Set exercise a.
Swap "giraffe" for "zebra" in the passage about shopping and Fika, then write out everything from "So the big shopping" down to "I just yet.".

++++++++++++++++++++

So the big shopping centre has Sweden’s answer to Border’s, and we spend some time in there looking for the humourous kind of book. The thought process of Anime to Japanese food was also taken, and I think it could have been a good one and am told it is valid, but it seems the Swedes are not big on the Japanese cooking thing, they can get sushi instead. In the end we find a humourous book on animals. It has a giraffe on the cover – I’m sold based on that alone. There’s a wrapping paper station for all your goodies to be hidden before you leave the store. I tear of a sheet of bright green, unsure what I plan to do with I just yet.

I’m exposed to the wonderful world of Fika. The others are quite surprised I’m yet to know it by name, but basically it follows the premise that there are five meals in the day – Breakfast, Fika, Lunch, Fika, Dinner, sometimes followed by another Fika before bed. Workplaces have a designated Fika, where everyone stops to have coffee and cake and converse with each other. While I love this idea part of me thinks productivity would be at an all time low. People get into work at 9 and have two hours to sort some stuff out before Fika, then back at the desk for a little before lunch. But the social interaction ideas are great, people would actually talk at work because of it, where in some situations they would not. We pick up a cake across from the apartment, and much of the Fika conversation is centred around the philosopher Immanuel Kant. Perhaps not just him, but a lecturer by the name of Morgenbesser who traveled to New York to talk about Kant’s great philosophies. According to Kant, human beings occupy a special place in creation, and morality can be summed up in one ultimate commandment of reason, or imperative, from which all duties and obligations derive. He defined an imperative as any proposition that declares a certain action (or inaction) to be necessary. A hypothetical imperative compels action in a given circumstance: if I wish to quench my thirst, I must drink something. A categorical imperative, on the other hand, denotes an absolute, unconditional requirement that asserts its authority in all circumstances, best expressed as - "Act only according to that maxim whereby you can at the same time will that it should become a universal law." A very high horse ideal indeed.

++++++++++++++++++++

Set exercise b.
From the rows, repeat everything from the line that contains "Where can the blue jeans" down to the line that contains "x=247, y=194".

++++++++++++++++++++

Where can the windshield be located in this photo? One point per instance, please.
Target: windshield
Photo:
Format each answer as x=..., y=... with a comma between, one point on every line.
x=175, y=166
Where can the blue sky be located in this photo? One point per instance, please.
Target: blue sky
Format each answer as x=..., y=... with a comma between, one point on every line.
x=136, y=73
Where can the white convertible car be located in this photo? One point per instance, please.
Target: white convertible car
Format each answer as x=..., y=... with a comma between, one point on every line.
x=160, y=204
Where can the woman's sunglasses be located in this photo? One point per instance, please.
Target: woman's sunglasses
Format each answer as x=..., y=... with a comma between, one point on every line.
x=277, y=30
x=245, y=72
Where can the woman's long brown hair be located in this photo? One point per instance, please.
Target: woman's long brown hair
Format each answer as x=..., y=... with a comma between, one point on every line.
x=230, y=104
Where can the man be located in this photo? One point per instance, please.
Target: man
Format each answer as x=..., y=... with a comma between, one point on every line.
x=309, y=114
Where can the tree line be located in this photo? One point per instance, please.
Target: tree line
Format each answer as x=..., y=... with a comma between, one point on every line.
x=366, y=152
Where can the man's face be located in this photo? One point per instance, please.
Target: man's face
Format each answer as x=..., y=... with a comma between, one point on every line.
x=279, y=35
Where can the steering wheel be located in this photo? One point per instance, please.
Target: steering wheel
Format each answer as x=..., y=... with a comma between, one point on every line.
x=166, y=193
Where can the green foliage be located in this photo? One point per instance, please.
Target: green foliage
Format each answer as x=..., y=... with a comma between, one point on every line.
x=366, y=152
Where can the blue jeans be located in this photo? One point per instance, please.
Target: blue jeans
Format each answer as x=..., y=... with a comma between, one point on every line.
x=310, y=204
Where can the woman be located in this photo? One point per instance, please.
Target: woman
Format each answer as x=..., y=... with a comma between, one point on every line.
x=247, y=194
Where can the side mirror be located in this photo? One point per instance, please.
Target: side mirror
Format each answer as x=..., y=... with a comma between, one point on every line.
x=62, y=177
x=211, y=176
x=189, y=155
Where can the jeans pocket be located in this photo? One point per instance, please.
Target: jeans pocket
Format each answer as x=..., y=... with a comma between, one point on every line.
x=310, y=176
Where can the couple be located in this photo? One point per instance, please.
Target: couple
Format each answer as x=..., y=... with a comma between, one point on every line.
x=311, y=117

++++++++++++++++++++

Correct result a.
So the big shopping centre has Sweden’s answer to Border’s, and we spend some time in there looking for the humourous kind of book. The thought process of Anime to Japanese food was also taken, and I think it could have been a good one and am told it is valid, but it seems the Swedes are not big on the Japanese cooking thing, they can get sushi instead. In the end we find a humourous book on animals. It has a zebra on the cover – I’m sold based on that alone. There’s a wrapping paper station for all your goodies to be hidden before you leave the store. I tear of a sheet of bright green, unsure what I plan to do with I just yet.

Correct result b.
Where can the blue jeans be located in this photo? One point per instance, please.
Target: blue jeans
Format each answer as x=..., y=... with a comma between, one point on every line.
x=310, y=204
Where can the woman be located in this photo? One point per instance, please.
Target: woman
Format each answer as x=..., y=... with a comma between, one point on every line.
x=247, y=194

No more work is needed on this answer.